Source records below:
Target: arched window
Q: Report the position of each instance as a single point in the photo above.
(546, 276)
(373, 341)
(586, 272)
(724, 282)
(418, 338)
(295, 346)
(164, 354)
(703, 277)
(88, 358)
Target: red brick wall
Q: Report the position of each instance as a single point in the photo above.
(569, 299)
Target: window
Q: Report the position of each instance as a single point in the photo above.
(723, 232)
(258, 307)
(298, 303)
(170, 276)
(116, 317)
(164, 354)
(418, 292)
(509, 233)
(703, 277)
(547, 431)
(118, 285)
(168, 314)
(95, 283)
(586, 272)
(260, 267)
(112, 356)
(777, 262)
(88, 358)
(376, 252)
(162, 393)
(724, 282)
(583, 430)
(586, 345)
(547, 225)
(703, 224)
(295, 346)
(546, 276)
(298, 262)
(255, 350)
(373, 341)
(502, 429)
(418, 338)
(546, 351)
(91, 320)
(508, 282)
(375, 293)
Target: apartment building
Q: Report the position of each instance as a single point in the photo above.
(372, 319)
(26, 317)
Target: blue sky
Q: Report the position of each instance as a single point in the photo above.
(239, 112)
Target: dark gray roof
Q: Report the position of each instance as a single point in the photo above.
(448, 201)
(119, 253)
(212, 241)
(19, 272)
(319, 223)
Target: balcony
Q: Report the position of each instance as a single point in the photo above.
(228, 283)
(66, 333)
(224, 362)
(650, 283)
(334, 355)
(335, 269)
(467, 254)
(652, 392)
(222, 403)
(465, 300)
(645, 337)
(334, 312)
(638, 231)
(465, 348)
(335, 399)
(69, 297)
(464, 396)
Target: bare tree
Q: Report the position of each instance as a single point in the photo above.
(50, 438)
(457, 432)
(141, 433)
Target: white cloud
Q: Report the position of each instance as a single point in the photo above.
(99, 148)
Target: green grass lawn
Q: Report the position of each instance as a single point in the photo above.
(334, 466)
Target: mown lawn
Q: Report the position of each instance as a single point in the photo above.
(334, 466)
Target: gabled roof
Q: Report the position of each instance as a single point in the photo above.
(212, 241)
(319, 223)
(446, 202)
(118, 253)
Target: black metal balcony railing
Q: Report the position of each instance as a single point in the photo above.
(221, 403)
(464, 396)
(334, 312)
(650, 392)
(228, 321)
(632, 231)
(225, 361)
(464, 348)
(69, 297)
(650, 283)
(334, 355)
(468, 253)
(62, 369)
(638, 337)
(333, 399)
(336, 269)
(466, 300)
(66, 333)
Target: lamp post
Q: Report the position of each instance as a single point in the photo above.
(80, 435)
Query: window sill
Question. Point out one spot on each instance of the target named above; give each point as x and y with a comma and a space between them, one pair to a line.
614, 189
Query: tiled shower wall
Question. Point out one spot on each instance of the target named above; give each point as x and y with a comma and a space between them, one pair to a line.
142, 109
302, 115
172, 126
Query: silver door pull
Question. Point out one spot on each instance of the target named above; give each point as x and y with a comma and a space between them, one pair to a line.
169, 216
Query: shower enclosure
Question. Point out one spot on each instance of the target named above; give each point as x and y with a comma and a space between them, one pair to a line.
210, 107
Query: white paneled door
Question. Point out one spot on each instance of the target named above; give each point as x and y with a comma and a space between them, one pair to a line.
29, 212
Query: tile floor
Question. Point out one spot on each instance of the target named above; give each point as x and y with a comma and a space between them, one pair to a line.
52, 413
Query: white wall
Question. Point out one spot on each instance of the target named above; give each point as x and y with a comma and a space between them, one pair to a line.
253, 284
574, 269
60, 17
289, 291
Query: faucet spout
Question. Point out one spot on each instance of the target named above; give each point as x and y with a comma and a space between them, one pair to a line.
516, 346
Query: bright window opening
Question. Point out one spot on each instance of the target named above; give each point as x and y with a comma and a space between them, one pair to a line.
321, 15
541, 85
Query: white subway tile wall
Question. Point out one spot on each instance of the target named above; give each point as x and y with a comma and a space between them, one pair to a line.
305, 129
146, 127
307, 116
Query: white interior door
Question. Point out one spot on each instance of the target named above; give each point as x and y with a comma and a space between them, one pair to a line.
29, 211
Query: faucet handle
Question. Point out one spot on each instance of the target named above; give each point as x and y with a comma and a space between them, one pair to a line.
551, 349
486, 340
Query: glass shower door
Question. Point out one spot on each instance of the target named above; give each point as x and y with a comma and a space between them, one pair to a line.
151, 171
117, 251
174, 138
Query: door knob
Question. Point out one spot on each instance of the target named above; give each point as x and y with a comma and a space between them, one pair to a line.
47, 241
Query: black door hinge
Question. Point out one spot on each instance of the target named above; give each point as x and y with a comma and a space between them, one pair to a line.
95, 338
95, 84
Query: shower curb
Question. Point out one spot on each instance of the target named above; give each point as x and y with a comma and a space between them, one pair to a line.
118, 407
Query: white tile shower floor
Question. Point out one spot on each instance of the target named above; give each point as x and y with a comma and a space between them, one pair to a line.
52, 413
End of Source records.
Your assignment:
From the first line to the last, return the data exactly.

Response:
Target: arched window
Q: Report the position of each instance as a single point in the photo above.
(546, 276)
(373, 341)
(586, 272)
(724, 282)
(418, 338)
(295, 346)
(164, 354)
(703, 277)
(88, 358)
Target: red brick wall
Q: Report the position of each instance as a single point in the photo above.
(569, 299)
Target: window
Q: Report the position of each instance as a single point in the photo above.
(723, 232)
(258, 307)
(298, 303)
(170, 276)
(116, 317)
(164, 354)
(418, 292)
(509, 233)
(703, 277)
(547, 431)
(118, 285)
(168, 314)
(95, 283)
(586, 272)
(260, 267)
(112, 356)
(777, 262)
(88, 358)
(376, 252)
(162, 393)
(724, 282)
(583, 430)
(586, 345)
(547, 225)
(703, 224)
(295, 346)
(546, 276)
(298, 262)
(255, 350)
(373, 341)
(502, 429)
(418, 338)
(546, 351)
(91, 320)
(508, 282)
(375, 293)
Target: apartment building
Q: Report the position of each instance as a single point in the photo above.
(372, 319)
(26, 317)
Target: blue sky
Q: Report the position of each instance as a single point in the photo above.
(239, 112)
Target: dark gray roof
Q: Report the position of each instance as a single point in the photo above.
(448, 201)
(119, 253)
(212, 241)
(19, 272)
(319, 223)
Target: balcony
Q: Report the position of each instance as a single point in the photo above.
(228, 283)
(66, 333)
(224, 362)
(650, 283)
(334, 355)
(335, 269)
(467, 254)
(652, 392)
(222, 403)
(465, 300)
(645, 337)
(334, 312)
(638, 231)
(465, 348)
(335, 399)
(69, 297)
(464, 396)
Target: bare tree
Q: Report the position of each instance as a single point in the photo above.
(50, 438)
(457, 432)
(141, 433)
Target: white cloud
Q: Report the position of each instance as a single point in the photo above.
(99, 148)
Target: green grass lawn
Q: Report the position of each instance as a single point in the photo above.
(334, 466)
Target: mown lawn
Q: Report the position of each instance as a single point in the photo above.
(334, 466)
Target: gabled roof
Q: Report the position of each instance as a single point in the photo above.
(212, 241)
(319, 223)
(446, 202)
(118, 253)
Target: black metal balcony railing
Q: Report the position of each instance as a single point in the photo above.
(221, 403)
(464, 396)
(334, 312)
(650, 392)
(228, 321)
(632, 231)
(225, 361)
(464, 348)
(69, 297)
(650, 283)
(334, 355)
(468, 253)
(62, 369)
(638, 337)
(333, 399)
(336, 269)
(466, 300)
(66, 333)
Target: lamp post
Q: Report the position of each instance as a single point in the photo above.
(80, 435)
Query: window sill
Question. Point out one spot on each instance of the target named above; give each point as x and y with a comma and a space between them, one pair to a line.
614, 189
Query: tiled shower wall
Question. Point out one spot on each instance of the target named above; give each point as x and y with a comma and a space between them, one pair to a line.
142, 109
302, 115
172, 126
Query: silver door pull
Question. Point out one spot on each instance of the target named above; give each point as x and y with a comma and a space between them, one pair to a line.
169, 216
Query: shower enclosure
Question. Point out one spot on each instance of the target named above; give each point as x and y with a comma and a space between them, one pair to a line.
210, 107
Query: white paneled door
Question. Point out one spot on each instance of the target named above; give each point as x and y with a comma and a space between them, one pair to a line.
29, 212
Query: tile floor
Question. Point out one spot on each instance of the target named above; give each point as x and y with a comma and a space between them, one pair to a line.
52, 413
Query: white wall
Question. Point out one spot on each instance of the target named above; give each point as x and y with a comma and a space between them, one pair to a line.
253, 284
574, 269
60, 17
289, 291
Query: faucet spout
Question. Point out one spot on each instance of the target named above; give each point as x and y with a comma and a space between them, one pair to a line.
516, 346
Query: bright window opening
Question. Point out one spot on each instance of the target named above; give each point as x and y with a comma and a space between them, one pair to a line.
321, 15
541, 85
Query: white subway tile wall
Question. Point out one spot on each instance of the target named above; give each point as x and y with a comma and a space between them, one pair to a line.
305, 129
146, 127
307, 116
Query: white interior door
Question. Point out one spot on each instance of the target named above; give each point as x and y with a comma and a space between them, one pair to a line.
29, 211
Query: faucet handle
Question. Point out one spot on each instance of the target named above; give each point as x and y with a comma and a space between them, one pair to a line.
551, 349
486, 340
Query: glass shower door
Question. Point out one spot on each instance of the target named above; give each point as x and y with a comma and a space between them, one pair to a line.
151, 171
117, 251
174, 138
Query: door knob
Question. Point out one spot on each instance of the target named above; give each point as x and y with a comma and a space between them, one pair to a line.
47, 241
Query: black door hinge
Question. Point out one spot on each instance of the target named above; give each point as x and y with a comma and a space between them, one pair to a line.
95, 338
95, 84
Query: shower curb
Question. Point out one spot on each instance of the target named above; give each point as x and y with a comma and a space between them, one pair to a line.
118, 407
Query: white tile shower floor
Question. Point out one spot on each instance of the target named above; give each point as x and y with a comma and a space between them, one pair to a line.
52, 413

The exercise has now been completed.